→ Exercise prompt
Set out the stretch of the records from the line containing "of the chair" through the end of the records as a numbered list, omitting any blank lines.

→ Material
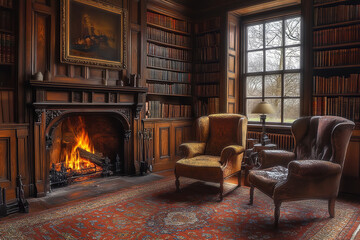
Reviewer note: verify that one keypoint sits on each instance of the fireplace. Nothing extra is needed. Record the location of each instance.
(95, 125)
(86, 146)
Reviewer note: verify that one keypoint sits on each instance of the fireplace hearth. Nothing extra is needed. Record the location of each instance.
(85, 146)
(83, 131)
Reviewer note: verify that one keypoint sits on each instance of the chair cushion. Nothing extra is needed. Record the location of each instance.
(223, 132)
(266, 179)
(203, 167)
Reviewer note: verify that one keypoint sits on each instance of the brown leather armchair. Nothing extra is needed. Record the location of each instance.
(218, 152)
(312, 171)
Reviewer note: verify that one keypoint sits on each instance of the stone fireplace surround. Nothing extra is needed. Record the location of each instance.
(53, 102)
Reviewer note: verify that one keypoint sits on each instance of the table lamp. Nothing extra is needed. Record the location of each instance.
(263, 108)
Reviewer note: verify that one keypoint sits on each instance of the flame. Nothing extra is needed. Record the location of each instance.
(73, 161)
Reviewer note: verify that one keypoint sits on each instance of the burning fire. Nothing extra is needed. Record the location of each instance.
(73, 160)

→ Result
1. Reviewer note: verify that one keypoint sits on each instance of the chair cushion. Nothing extra is needed. Record the location of each instance.
2. (223, 132)
3. (266, 179)
4. (203, 167)
5. Reviewer note: verify that one keypoint sits on each instance of the brown leather armchair. Nothing extra is needed. Record the location of each instance.
6. (218, 152)
7. (312, 171)
8. Reviewer note: verify that one keypoint sits on each instance of the stone fireplace surround. Nothing extra is needed. Record the location of each instance.
9. (53, 102)
10. Reviewer note: verify that one keypoint sits on each instance of the table lamp. Nothing extra is needed. Record the location of each instance.
11. (263, 108)
12. Reviewer note: verify that one keypoint sits on each instance of the flame. Nothing extra is needed. Record the location of each instance.
13. (73, 161)
14. Reviewer note: verify that one keypoint sits on each instance of the burning fire. Nothing extra is needed. Record the location of each instance.
15. (73, 160)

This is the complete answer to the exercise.